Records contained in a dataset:
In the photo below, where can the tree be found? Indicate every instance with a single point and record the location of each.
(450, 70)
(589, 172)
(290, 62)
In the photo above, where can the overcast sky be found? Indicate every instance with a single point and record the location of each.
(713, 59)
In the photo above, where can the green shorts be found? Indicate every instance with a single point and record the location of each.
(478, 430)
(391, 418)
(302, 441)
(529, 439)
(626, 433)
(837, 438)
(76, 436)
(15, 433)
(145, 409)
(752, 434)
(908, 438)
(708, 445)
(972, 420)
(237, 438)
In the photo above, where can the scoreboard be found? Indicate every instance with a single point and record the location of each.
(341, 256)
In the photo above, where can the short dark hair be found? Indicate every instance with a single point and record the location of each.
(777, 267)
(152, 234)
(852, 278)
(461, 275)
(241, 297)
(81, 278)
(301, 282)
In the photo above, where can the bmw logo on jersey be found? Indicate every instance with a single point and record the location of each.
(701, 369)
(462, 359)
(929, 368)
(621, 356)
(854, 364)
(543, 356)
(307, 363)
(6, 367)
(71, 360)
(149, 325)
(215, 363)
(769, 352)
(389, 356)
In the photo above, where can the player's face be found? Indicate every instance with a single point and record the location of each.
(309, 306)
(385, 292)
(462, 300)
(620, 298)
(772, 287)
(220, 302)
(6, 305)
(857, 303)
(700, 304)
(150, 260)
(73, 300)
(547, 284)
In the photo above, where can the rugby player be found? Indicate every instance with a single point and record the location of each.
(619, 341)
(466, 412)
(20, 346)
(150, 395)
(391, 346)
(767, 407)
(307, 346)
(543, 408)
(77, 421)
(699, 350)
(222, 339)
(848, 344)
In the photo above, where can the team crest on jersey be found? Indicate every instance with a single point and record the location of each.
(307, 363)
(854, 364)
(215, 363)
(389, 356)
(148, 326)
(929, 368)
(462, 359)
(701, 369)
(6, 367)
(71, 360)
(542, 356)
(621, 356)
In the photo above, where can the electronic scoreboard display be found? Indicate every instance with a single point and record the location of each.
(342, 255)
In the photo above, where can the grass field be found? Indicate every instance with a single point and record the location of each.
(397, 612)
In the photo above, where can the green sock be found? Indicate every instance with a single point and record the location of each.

The problem:
Starting at the line that contains "In the photo above, where can the rugby" and ending at the last line of the records above, write every line again, requests included. Shift each coordinate in the answers by adding -110 to it.

Full solution:
In the photo above, where can the rugby player be found? Indicate every instance with a single point and record the location of each.
(509, 231)
(356, 302)
(-90, 236)
(40, 285)
(281, 236)
(657, 297)
(197, 236)
(433, 298)
(-33, 311)
(589, 240)
(112, 229)
(738, 234)
In the photo above, where can the team crest on jersey be found? Indicate every instance with a single point and record the location of each.
(197, 253)
(744, 254)
(105, 253)
(279, 246)
(38, 216)
(819, 258)
(352, 249)
(591, 259)
(-104, 257)
(-39, 250)
(432, 246)
(511, 246)
In the photo above, where can the electronic scoreboard display be found? Indicate every instance with a single point and record the location of each.
(232, 145)
In the photo above, where can the grass field be found? Indicate every instance with a single point and record the location of each.
(287, 502)
In the photo above, where can the green sock be found? Indicate every instance with a single point and record the location of each.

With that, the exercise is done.